▶ [Data for processing]:

——————

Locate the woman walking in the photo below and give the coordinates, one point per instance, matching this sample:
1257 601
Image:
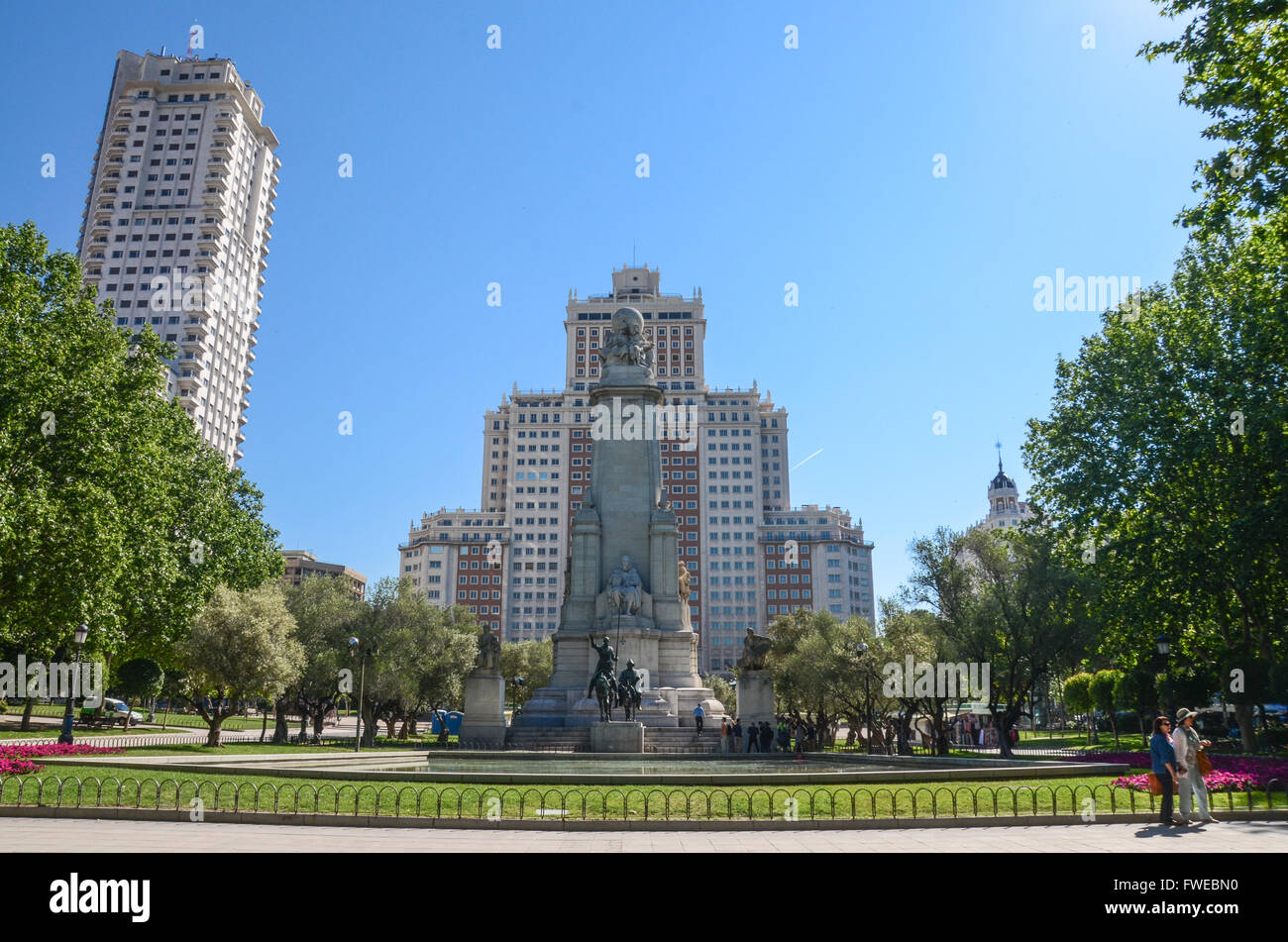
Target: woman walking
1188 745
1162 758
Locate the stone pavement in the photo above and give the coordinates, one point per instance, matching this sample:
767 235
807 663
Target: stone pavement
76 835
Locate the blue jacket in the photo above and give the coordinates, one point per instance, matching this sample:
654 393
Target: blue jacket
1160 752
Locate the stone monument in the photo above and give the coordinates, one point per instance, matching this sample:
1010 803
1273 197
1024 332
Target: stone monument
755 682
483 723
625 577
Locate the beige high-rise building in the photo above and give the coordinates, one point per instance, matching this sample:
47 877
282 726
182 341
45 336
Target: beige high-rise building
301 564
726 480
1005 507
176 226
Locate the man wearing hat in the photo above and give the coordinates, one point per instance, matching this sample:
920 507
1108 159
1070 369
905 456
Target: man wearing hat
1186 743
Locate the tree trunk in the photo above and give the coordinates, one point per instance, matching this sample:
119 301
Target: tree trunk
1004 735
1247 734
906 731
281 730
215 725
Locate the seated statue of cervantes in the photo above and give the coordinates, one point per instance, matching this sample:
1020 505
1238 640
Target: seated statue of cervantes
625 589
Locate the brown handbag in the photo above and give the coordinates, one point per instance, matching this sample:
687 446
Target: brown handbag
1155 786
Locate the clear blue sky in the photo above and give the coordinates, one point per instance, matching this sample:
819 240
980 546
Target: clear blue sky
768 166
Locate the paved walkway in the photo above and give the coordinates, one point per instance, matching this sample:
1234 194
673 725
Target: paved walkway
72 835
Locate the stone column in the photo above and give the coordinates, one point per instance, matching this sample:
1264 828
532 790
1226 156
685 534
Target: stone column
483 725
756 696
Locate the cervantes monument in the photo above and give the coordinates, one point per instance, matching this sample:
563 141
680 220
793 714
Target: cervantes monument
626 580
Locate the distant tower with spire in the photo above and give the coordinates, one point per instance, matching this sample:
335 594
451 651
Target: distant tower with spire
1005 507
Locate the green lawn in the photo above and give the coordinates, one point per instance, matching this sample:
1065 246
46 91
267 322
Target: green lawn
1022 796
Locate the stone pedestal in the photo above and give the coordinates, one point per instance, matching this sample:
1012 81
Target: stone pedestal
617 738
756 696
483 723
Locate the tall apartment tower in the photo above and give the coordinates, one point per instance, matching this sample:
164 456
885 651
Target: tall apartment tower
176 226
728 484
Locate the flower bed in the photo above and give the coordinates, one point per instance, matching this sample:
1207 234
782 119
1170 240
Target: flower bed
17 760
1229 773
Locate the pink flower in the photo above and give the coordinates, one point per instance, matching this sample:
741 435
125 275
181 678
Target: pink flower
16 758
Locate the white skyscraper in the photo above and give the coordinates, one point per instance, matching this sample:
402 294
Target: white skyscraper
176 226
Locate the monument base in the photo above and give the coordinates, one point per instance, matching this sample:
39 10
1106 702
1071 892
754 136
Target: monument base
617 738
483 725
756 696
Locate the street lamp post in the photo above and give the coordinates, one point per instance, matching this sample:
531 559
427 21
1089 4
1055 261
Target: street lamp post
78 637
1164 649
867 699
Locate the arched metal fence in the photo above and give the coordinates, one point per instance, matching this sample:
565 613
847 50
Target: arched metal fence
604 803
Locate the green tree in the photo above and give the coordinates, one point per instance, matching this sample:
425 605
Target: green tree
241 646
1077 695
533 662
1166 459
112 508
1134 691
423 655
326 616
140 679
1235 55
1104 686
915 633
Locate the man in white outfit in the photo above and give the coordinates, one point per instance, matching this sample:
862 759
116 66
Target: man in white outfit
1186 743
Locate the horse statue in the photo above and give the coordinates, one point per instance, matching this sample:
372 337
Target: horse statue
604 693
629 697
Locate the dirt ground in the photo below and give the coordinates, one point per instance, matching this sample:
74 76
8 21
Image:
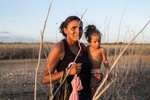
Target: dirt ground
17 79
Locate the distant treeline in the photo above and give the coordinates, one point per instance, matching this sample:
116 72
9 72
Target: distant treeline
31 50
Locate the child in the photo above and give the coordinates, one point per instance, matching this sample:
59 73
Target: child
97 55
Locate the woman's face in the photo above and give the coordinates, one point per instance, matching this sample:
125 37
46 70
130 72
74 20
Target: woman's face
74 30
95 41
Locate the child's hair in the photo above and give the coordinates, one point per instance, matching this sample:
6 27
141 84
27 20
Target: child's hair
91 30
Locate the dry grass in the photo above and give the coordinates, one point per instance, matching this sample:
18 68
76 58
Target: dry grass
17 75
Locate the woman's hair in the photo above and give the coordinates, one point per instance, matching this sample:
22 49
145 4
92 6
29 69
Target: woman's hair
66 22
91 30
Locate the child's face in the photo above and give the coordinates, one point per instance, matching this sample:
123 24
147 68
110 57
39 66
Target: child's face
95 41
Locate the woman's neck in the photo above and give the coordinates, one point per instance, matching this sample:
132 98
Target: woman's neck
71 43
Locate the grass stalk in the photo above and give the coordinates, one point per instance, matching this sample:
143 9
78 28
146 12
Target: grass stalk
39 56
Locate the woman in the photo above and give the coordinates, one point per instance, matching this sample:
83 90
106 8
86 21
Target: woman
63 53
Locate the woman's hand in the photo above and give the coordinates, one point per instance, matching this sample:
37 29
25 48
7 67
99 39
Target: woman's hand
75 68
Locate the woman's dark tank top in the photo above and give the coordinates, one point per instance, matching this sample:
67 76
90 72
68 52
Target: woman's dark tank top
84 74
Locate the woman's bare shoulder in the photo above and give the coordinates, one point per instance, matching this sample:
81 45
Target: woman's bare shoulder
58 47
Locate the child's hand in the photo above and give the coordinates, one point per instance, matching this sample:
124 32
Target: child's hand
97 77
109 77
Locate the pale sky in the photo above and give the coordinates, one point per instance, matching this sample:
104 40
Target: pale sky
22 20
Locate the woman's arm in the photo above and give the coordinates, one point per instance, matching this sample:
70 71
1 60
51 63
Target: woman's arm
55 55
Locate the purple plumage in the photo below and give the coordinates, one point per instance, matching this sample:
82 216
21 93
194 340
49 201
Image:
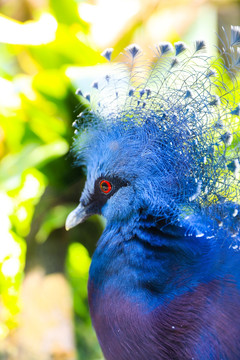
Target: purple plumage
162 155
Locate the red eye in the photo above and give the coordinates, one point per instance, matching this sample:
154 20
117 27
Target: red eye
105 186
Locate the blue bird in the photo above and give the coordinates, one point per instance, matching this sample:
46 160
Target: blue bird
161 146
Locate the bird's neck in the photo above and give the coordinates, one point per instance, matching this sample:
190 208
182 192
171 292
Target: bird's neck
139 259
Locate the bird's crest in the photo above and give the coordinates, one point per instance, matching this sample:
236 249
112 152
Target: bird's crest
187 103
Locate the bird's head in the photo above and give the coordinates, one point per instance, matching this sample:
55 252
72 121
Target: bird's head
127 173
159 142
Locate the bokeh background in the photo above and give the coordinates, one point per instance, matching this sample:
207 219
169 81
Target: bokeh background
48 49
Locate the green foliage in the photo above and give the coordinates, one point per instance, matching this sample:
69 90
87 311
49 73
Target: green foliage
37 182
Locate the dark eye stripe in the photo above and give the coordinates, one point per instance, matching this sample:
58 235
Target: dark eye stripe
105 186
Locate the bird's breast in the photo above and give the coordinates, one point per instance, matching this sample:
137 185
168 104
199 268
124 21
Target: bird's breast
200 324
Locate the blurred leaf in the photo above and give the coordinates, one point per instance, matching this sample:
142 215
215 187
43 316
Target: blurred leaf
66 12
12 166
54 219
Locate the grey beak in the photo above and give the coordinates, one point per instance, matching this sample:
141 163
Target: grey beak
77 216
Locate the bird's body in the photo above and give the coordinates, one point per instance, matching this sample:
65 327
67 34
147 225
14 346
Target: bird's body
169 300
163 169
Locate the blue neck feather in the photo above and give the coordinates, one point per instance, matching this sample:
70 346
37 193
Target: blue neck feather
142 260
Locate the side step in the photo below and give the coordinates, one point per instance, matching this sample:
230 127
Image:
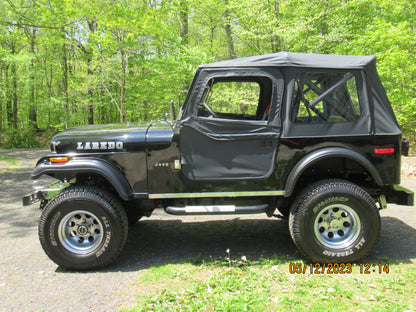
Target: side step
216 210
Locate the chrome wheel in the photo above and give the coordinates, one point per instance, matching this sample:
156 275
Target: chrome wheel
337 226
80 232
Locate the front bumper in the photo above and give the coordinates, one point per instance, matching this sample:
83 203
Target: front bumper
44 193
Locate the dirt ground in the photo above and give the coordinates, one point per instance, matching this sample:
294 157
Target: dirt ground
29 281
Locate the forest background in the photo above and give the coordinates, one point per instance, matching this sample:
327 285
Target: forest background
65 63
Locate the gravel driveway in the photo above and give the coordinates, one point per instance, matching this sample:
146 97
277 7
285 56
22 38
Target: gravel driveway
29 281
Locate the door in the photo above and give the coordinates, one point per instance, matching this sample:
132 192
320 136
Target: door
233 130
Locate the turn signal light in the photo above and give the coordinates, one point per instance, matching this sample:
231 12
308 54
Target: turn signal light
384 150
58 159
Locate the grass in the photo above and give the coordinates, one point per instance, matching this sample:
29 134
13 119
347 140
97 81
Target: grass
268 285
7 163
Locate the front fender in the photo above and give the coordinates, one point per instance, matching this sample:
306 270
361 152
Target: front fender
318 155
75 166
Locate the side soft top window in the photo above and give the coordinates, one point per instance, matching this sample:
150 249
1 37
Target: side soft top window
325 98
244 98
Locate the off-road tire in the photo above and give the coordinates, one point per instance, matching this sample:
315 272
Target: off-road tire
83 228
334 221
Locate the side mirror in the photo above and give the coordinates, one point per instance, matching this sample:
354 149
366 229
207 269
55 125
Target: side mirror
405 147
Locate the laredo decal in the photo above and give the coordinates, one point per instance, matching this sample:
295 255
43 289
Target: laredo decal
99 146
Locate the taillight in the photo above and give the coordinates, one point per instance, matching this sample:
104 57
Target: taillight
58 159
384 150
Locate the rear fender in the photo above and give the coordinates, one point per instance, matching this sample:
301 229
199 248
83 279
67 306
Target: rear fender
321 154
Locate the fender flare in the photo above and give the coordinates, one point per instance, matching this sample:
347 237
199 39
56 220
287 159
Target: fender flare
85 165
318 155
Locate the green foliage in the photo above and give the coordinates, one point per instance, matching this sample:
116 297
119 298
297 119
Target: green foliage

——————

Extract the lines above from the one containing "Locate the turn" to the last line, both included, exactly as written.

▶ [Solution below]:
Locate the turn signal light in the photo above and give the coordinates, one point per instance, matching this sample:
231 12
308 54
Target: turn signal light
384 150
58 159
Locate the grass in the photo above and give the coordinates, one point per instance, matching this sample:
29 134
13 119
347 140
97 81
Target: grass
268 285
7 163
Locate the front fender in the photo above and give the coordinates, one point per instance, matching this sample:
306 270
361 152
Target: front fender
318 155
75 166
Locate the side soft top window in the photo above and give the coordinates, one point per instance, matching this sample:
150 249
1 37
Target: side soft top window
325 98
244 98
Locate the off-road tire in the photo above and give the coordinates, one point per instance, matching this sample:
315 272
Target: off-road tire
83 228
334 221
Locate the side mirror in the photo above and give the coordinates, one point per instance, matching this sample:
354 149
366 229
207 269
55 125
Target: side mirror
405 147
Locate the laredo decal in the photo above and give the coordinates, one point per instance, matching this sample:
295 255
43 289
Target: laredo decal
99 146
Locate the taillight in the photo above and give the coordinates, one point per instance, matching this sample:
104 57
Target: taillight
58 159
384 150
Locate the rear fender in the photo above and give the coordinates, one point per instance, matching this sample:
301 229
199 248
83 279
67 306
Target: rear fender
321 154
Locate the fender flare in the photo above and give the coordinates, one point per instance, matching this sample:
347 237
199 39
56 220
287 159
Target: fender flare
85 165
318 155
Locate the green foliage in the photo above and give the coordinates, one point per instance, matching this sample:
116 297
119 298
297 119
Target: green foliage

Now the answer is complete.